Exercise input
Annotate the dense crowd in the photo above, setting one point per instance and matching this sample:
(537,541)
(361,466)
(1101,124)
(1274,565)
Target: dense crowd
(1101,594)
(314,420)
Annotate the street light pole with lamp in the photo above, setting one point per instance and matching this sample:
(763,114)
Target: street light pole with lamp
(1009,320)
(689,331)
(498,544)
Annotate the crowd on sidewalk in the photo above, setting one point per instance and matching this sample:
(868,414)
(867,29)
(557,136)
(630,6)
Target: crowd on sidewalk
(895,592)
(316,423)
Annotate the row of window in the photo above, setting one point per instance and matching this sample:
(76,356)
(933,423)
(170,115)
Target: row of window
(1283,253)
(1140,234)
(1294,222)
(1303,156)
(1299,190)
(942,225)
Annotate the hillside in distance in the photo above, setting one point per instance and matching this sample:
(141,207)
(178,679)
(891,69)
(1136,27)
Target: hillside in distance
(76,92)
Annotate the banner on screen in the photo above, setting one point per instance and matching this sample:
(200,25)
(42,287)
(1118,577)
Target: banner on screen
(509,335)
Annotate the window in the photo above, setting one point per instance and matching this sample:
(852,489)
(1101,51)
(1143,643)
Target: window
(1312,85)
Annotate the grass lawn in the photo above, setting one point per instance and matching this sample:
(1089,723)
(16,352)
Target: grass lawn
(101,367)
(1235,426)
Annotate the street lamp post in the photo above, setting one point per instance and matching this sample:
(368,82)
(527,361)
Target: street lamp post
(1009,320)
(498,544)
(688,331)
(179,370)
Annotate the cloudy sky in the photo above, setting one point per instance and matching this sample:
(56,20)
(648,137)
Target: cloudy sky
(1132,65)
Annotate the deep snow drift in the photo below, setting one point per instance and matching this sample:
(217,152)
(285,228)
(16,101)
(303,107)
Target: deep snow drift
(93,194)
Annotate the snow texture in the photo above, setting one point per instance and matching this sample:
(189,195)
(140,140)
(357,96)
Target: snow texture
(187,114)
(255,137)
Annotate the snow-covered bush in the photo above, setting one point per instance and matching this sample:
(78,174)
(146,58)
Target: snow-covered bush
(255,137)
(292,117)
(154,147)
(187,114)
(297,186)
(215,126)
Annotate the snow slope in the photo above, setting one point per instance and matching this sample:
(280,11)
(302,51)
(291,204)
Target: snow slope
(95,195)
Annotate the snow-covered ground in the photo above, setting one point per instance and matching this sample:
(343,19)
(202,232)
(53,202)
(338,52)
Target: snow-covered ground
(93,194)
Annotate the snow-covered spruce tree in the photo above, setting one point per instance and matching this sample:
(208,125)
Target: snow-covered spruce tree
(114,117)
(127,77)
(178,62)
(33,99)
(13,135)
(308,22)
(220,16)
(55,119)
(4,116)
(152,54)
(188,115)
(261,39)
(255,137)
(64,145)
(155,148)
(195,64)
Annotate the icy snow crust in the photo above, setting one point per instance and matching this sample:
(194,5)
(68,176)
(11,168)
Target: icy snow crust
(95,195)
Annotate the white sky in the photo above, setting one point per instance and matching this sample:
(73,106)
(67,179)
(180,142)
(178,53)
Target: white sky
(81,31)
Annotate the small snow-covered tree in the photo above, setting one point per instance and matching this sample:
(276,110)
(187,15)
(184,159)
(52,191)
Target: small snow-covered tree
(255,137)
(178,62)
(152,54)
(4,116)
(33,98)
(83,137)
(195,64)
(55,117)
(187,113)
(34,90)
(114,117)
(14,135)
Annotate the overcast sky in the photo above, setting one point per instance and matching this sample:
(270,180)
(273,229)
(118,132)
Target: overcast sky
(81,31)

What you should do
Output exactly the lines above, from the one holding "Annotate the white" through the end of the data, including the first and last.

In response
Annotate the white sky in the photo above, setting one point per instance and matching this sample:
(73,106)
(67,179)
(180,142)
(178,53)
Target: white sky
(81,31)
Annotate the small snow-covered tree in the photo above, setting one point per instance and matching this sample:
(276,110)
(187,15)
(184,159)
(52,191)
Target: small snow-covered tree
(255,137)
(178,62)
(152,54)
(4,116)
(33,98)
(83,137)
(195,64)
(55,117)
(187,113)
(34,90)
(114,117)
(14,135)
Annotate the overcast sky in the photo above, setting one point per instance and matching this sample:
(270,180)
(273,229)
(118,132)
Target: overcast sky
(81,31)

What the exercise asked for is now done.